Directions for this task: Can you rewrite all the records below with every "Where exactly is" changed to "Where is" and nothing else altered, leaving the pictures out of your version?
-------
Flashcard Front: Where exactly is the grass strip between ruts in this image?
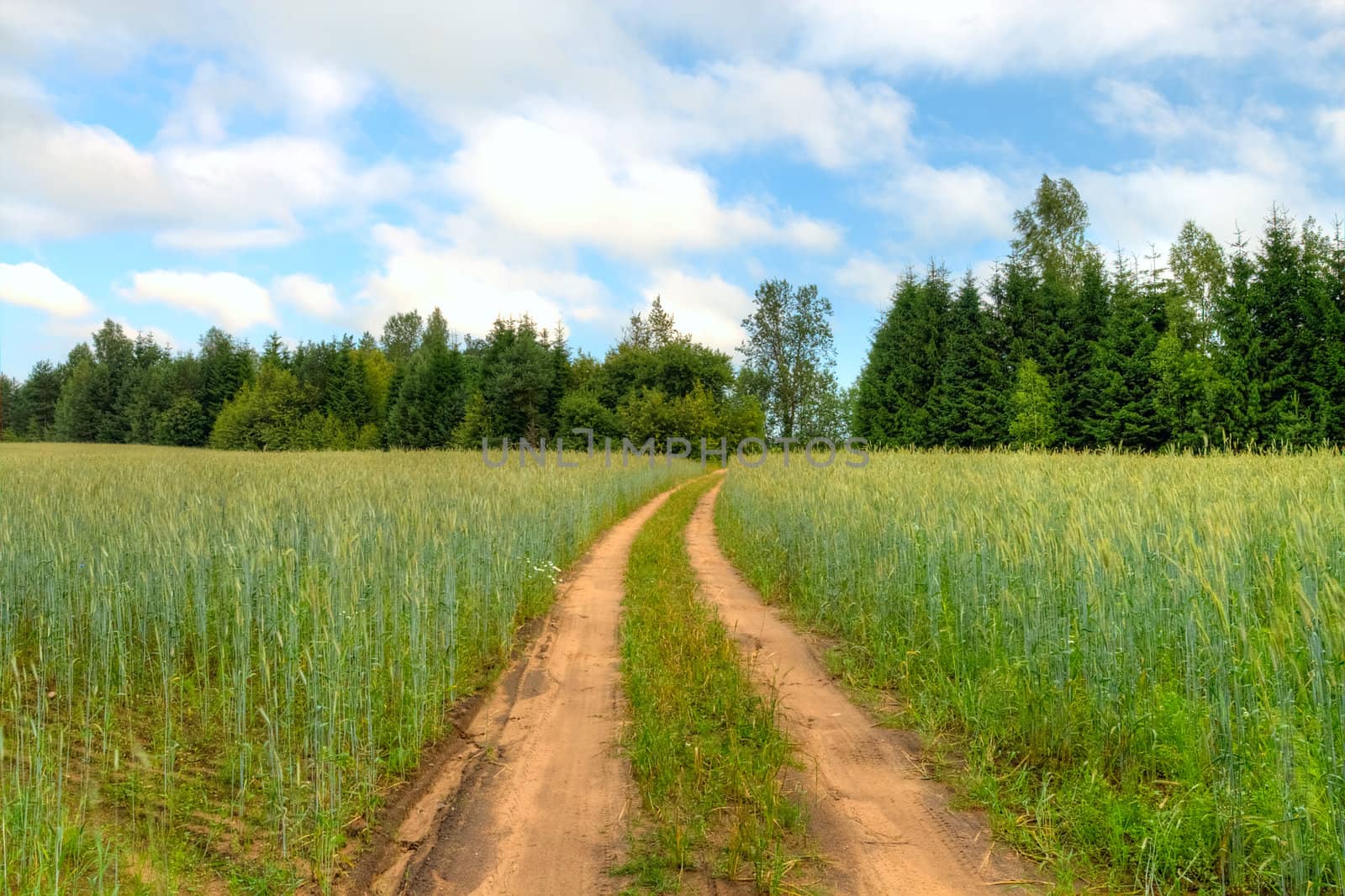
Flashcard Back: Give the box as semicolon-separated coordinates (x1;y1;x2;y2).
621;477;803;892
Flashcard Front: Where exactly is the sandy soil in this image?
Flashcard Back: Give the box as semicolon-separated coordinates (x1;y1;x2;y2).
686;486;1040;896
341;493;670;896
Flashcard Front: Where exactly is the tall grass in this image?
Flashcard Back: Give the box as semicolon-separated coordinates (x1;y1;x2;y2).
0;445;694;893
621;477;803;893
718;452;1345;893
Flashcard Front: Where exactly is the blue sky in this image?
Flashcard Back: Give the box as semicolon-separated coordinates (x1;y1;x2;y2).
0;0;1345;382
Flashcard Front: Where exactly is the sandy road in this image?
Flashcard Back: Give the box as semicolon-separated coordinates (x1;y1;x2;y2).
686;486;1038;896
343;482;683;896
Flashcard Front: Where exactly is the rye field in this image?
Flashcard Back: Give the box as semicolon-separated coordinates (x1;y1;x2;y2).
717;452;1345;893
0;445;695;893
0;445;1345;896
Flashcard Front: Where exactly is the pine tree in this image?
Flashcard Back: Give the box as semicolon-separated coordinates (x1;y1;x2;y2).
1088;257;1162;450
928;271;1006;448
1009;358;1060;448
388;308;462;448
852;266;952;445
1056;251;1111;448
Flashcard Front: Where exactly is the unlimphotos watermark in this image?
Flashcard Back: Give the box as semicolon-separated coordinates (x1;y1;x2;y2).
482;426;869;470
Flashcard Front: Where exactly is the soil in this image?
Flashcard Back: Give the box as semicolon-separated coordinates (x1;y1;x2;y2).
686;486;1044;896
336;486;1044;896
338;493;671;896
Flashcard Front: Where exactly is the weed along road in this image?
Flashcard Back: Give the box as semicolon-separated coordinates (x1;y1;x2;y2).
686;484;1040;896
347;482;683;896
338;477;1033;896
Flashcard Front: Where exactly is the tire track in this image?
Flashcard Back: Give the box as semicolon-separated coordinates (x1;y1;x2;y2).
339;491;683;896
686;483;1040;896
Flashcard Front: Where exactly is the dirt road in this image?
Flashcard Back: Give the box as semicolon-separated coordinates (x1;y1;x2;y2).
343;493;678;896
686;486;1037;896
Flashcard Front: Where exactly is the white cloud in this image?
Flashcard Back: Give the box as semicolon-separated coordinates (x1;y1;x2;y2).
-------
Exercise response:
Flashcard Front: Where is the grass strip between ruts in this image?
Flashcard Back: Give the box as semicolon-separated coordinates (x1;y1;x2;y2).
621;477;803;892
Flashcard Front: Where is the sandy soil in this image?
Flashcard Back: Give the box as semicolon-separated coordinates (x1;y1;x2;y2).
686;486;1040;896
341;493;670;896
Flashcard Front: Where is the tall grass in this image?
Flashcard Back: Give the box as semicolon-separated coordinates (x1;y1;x2;y2).
0;445;694;893
621;477;803;893
718;452;1345;893
Flashcard Front: Where is the blue sky in this image?
Flashcard Back: Give the box as semicolon-separated coordinates (x1;y1;x2;y2).
0;0;1345;382
Flashcard Front: Where is the sandy road in this image?
Flashcard Back: Give the box as semicolon-separated coordinates (x1;y1;x2;y2).
686;486;1038;896
343;482;683;896
Flashcard Front: Where is the rye field in this image?
Flashcard Back: Give the box as semicolon-separated coordinates (x1;y1;x2;y2).
717;452;1345;893
0;445;695;893
0;445;1345;896
Flashcard Front: Where is the pine tree in this image?
Flashcard Back: Give the box as semicolon-separated coordinates (x1;y1;x2;y2).
1088;257;1162;450
928;271;1006;448
1009;358;1060;448
388;308;462;448
852;266;952;445
1056;251;1111;448
Flashcard Front: Where is the unlimphotos watermark in this image?
Flashcard Back: Give the box as semicolon-separated coordinates (x1;y1;x2;y2).
482;426;869;470
Flashcard Front: Where is the soil in this image?
Flashcard Back: Give the box as semicolon-separated coordinates (x1;y1;x2;y2).
686;486;1044;896
336;486;1044;896
338;493;671;896
Flashcard Front: Where is the weed along road in this image?
Flashcard Back: Give the box as semicolon-separated coordinates (x1;y1;x2;y2).
686;484;1040;896
347;482;683;896
338;477;1033;896
Flashcard Front: Where is the tire track in this image?
Flashcard Back: Give the box as semicolon-separated coordinates (x1;y1;x2;y2).
339;491;683;896
686;483;1040;896
Flashcard Front: Where is the dirt road in this image?
Flashcard Back: Give the box as semicolon-separated coordinates (x1;y1;x2;y2).
343;493;678;896
686;486;1037;896
Flashcard Front: Where is the white cloud in this image?
Flashcard Back: Give the box as semicolon-separated coordinates (x1;y1;x2;y2).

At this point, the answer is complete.